REQUIRED WORK =
Show each line of the entries below that contains the word "green", treating case as significant.

--- start of TASK MATERIAL ---

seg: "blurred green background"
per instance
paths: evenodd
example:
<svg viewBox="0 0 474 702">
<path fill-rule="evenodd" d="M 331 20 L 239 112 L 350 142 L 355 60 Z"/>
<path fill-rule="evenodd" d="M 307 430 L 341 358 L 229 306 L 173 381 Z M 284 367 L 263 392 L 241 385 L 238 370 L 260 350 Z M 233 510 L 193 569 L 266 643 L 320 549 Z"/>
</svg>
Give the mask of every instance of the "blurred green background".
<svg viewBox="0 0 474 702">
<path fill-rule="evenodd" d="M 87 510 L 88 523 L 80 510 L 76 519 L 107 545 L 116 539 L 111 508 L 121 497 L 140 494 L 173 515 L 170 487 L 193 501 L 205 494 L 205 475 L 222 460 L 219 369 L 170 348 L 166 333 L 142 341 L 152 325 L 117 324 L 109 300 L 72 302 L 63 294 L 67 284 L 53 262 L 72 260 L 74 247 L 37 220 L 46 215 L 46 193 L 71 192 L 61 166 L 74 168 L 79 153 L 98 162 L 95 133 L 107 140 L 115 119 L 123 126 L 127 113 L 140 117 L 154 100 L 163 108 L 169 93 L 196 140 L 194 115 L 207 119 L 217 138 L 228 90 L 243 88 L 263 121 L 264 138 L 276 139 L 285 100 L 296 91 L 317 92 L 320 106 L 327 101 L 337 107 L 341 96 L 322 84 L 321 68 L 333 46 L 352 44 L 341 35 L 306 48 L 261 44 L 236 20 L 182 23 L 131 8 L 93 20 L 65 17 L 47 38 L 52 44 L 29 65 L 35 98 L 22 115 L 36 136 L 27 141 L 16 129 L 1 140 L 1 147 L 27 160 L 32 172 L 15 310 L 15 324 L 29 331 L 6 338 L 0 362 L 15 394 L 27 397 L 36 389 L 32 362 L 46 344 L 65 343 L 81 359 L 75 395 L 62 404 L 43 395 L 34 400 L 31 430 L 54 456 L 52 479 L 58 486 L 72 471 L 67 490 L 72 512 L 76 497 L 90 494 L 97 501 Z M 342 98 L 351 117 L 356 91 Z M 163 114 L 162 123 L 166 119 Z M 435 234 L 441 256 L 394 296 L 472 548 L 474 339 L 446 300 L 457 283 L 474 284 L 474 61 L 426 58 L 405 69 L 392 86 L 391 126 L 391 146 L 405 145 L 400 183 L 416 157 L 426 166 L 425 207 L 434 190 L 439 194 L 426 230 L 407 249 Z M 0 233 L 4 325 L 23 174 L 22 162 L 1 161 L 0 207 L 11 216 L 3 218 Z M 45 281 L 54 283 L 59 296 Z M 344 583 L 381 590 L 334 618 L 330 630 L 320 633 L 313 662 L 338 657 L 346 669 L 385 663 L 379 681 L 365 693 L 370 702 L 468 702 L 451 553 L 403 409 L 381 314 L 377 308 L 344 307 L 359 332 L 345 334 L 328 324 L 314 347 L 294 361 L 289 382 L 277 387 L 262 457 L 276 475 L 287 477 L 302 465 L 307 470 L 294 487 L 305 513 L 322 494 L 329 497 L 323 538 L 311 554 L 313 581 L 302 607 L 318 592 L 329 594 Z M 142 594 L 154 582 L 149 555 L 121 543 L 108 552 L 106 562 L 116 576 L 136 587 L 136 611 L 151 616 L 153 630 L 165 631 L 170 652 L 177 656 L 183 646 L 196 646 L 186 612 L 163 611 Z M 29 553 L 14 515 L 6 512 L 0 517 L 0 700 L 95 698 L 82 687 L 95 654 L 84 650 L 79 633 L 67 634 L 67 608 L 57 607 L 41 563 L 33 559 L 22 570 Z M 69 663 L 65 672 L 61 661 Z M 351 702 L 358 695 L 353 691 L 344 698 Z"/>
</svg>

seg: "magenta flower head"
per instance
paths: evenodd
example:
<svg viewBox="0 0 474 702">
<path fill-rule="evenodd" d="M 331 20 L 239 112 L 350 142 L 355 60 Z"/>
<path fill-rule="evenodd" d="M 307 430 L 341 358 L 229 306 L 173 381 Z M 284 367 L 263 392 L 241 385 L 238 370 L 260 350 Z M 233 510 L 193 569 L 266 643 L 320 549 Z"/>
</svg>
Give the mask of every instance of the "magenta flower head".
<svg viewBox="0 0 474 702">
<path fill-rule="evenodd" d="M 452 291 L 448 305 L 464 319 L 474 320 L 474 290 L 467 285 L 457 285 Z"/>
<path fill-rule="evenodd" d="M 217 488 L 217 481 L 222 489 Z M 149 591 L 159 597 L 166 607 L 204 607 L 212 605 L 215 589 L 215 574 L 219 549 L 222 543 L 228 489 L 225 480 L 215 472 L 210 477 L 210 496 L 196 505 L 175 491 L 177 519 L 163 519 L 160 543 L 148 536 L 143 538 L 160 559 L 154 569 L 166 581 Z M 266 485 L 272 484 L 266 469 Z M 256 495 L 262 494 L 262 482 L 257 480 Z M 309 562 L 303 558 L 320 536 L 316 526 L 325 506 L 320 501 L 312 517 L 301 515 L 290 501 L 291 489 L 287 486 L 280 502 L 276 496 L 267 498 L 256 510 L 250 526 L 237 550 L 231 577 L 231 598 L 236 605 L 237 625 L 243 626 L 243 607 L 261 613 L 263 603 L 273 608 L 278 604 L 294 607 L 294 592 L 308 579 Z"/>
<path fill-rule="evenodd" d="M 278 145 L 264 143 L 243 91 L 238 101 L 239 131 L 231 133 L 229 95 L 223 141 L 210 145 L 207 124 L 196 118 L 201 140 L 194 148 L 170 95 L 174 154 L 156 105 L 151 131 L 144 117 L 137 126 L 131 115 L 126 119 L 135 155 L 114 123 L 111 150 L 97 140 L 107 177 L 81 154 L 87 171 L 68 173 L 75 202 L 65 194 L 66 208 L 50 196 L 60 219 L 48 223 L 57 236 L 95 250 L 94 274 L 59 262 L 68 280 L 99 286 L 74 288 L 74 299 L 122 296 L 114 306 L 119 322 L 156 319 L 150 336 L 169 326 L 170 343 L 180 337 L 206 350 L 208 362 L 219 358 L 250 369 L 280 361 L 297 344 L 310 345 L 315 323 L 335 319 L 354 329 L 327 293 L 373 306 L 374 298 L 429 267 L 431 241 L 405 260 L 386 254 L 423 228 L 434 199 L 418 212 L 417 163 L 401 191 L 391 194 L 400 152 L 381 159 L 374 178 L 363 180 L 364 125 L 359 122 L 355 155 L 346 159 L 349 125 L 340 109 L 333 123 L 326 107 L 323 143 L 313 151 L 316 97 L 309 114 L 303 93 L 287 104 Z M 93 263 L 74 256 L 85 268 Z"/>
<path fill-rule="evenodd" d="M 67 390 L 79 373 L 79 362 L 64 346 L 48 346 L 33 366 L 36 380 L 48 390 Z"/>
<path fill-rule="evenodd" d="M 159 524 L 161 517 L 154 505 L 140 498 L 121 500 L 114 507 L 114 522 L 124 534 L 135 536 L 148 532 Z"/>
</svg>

--- end of TASK MATERIAL ---

RESULT OF THIS EXERCISE =
seg: "blurred green background"
Give the mask of every instance of the "blurred green background".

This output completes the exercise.